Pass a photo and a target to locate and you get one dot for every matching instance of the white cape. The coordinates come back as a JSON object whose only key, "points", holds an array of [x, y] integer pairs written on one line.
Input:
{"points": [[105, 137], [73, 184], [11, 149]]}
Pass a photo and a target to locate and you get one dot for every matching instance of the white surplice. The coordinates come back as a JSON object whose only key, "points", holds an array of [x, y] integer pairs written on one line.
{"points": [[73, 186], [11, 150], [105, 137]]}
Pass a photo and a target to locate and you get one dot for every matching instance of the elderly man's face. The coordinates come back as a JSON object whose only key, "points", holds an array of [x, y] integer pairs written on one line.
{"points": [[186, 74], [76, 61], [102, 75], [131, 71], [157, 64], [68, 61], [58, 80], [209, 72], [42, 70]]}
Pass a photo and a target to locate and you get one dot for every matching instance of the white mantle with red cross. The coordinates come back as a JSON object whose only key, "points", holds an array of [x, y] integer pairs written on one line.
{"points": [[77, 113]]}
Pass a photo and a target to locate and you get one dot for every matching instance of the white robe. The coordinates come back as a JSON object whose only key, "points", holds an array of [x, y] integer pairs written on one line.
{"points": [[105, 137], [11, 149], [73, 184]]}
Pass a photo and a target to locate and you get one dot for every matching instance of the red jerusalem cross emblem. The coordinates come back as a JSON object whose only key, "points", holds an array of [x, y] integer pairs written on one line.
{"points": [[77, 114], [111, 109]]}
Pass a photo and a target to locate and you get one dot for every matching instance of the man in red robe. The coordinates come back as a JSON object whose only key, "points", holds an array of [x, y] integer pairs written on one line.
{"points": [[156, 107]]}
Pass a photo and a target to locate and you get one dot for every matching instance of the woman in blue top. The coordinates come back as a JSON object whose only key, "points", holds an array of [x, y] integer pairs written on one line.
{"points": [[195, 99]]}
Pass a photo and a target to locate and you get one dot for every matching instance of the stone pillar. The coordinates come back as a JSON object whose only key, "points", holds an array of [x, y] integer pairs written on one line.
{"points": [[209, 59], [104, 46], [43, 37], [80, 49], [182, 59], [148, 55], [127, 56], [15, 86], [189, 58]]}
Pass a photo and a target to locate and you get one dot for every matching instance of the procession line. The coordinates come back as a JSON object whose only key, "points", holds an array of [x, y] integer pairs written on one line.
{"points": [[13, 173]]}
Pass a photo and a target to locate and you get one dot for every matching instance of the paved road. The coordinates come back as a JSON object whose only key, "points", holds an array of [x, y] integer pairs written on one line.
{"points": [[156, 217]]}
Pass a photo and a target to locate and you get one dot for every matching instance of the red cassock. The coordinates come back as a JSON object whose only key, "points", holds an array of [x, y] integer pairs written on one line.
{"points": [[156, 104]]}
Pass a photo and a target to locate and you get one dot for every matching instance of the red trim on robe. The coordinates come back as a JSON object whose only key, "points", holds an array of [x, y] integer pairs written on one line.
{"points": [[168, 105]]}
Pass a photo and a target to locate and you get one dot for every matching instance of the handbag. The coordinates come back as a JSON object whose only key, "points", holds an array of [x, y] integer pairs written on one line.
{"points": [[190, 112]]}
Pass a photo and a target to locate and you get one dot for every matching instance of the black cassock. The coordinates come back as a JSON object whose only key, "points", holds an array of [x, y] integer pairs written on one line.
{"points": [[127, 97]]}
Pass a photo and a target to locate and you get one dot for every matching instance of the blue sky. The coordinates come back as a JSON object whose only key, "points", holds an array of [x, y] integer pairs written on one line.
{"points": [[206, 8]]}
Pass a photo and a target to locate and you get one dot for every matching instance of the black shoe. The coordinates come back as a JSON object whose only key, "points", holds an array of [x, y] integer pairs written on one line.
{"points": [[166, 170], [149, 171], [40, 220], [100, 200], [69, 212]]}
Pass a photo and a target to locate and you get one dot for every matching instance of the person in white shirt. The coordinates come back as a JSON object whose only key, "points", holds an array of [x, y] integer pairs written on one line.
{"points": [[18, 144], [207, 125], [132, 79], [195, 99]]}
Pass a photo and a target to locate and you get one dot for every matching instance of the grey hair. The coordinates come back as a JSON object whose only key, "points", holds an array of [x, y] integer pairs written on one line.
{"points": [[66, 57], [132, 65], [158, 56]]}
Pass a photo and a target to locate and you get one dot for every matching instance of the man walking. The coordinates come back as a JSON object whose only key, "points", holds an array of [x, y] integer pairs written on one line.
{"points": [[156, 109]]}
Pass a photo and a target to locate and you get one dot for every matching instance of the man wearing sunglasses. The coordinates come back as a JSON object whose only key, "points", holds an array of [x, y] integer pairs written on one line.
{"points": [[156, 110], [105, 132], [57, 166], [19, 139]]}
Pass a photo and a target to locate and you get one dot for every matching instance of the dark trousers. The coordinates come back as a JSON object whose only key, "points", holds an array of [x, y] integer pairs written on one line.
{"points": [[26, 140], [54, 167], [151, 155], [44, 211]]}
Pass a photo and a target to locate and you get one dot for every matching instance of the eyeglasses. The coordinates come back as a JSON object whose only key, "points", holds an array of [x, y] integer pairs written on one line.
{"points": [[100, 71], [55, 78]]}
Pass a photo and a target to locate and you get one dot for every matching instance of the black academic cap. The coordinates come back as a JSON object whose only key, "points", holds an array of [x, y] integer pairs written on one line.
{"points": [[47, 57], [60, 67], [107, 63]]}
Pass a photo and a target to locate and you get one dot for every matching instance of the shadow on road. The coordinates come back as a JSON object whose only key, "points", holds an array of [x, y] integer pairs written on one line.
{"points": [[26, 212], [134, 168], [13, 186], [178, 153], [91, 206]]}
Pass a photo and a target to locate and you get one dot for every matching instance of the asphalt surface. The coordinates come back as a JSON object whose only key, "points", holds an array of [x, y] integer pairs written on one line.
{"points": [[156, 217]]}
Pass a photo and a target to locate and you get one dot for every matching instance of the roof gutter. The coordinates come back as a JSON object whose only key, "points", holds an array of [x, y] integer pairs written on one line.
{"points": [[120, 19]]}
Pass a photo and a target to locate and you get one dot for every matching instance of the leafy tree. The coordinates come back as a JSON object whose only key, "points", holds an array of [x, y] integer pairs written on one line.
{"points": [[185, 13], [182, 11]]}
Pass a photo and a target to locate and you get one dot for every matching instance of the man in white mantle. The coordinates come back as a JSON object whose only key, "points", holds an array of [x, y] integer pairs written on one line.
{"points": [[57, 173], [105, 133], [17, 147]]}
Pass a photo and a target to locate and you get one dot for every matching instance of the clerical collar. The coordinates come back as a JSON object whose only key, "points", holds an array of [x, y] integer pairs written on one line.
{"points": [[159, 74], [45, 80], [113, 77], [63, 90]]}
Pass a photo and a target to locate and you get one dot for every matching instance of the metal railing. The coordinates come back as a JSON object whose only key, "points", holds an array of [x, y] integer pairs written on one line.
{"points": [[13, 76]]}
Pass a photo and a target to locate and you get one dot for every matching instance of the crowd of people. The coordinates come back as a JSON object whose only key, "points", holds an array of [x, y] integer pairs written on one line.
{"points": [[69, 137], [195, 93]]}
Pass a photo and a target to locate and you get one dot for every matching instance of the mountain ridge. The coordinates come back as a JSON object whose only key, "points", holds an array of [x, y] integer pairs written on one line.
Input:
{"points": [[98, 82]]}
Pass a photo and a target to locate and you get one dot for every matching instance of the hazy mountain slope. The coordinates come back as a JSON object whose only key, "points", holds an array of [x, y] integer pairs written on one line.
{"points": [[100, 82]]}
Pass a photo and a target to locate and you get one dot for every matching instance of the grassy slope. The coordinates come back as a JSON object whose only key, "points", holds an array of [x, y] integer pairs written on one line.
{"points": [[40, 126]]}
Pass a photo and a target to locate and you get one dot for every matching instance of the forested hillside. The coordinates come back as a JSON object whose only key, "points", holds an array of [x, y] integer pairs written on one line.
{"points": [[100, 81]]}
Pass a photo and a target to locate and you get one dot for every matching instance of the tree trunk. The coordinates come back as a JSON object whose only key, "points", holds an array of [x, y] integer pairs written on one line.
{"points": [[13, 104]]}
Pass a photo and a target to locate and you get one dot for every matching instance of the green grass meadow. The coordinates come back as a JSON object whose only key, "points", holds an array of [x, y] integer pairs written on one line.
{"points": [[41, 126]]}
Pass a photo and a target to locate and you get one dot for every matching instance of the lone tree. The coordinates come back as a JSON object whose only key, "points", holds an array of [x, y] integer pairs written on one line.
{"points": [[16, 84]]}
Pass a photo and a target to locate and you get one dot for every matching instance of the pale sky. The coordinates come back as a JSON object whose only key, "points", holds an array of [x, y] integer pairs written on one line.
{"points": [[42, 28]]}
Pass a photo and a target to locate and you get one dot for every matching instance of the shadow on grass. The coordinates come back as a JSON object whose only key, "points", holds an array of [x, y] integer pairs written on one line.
----------
* Goal *
Each line from the one containing "of the tree" to the end of the listing above should be copied exactly, and nothing else.

* Correct result *
Pass a photo and a target to locate and you get one dot for every matching instance of the tree trunk. The coordinates come back as a JSON object whose only key, "points", holds an array of [x, y] integer pairs written on one line.
{"points": [[13, 104]]}
Pass a photo and a target to locate and you get one dot for every matching instance of the green grass meadow. The coordinates come back as a JSON object whose only key, "points", holds an array of [x, y] integer pairs written on one line.
{"points": [[41, 126]]}
Pass a photo and a target to locate and you get one dot for every matching instance of the lone tree. The coordinates come back as a JSON object whose only key, "points", holds an array of [x, y] integer pairs written on one line.
{"points": [[16, 84]]}
Pass a photo and a target to locate and you get one dot for every matching instance of the pale sky. The coordinates come back as a JSON object whose only key, "points", holds an array of [x, y] integer pairs written on one line.
{"points": [[42, 28]]}
Pass a photo and a target to locate and you get one dot for every matching instance of the shadow on grass. The coordinates come back as a JSON object whose only key, "points", holds an array of [x, y] integer pairs written on one line.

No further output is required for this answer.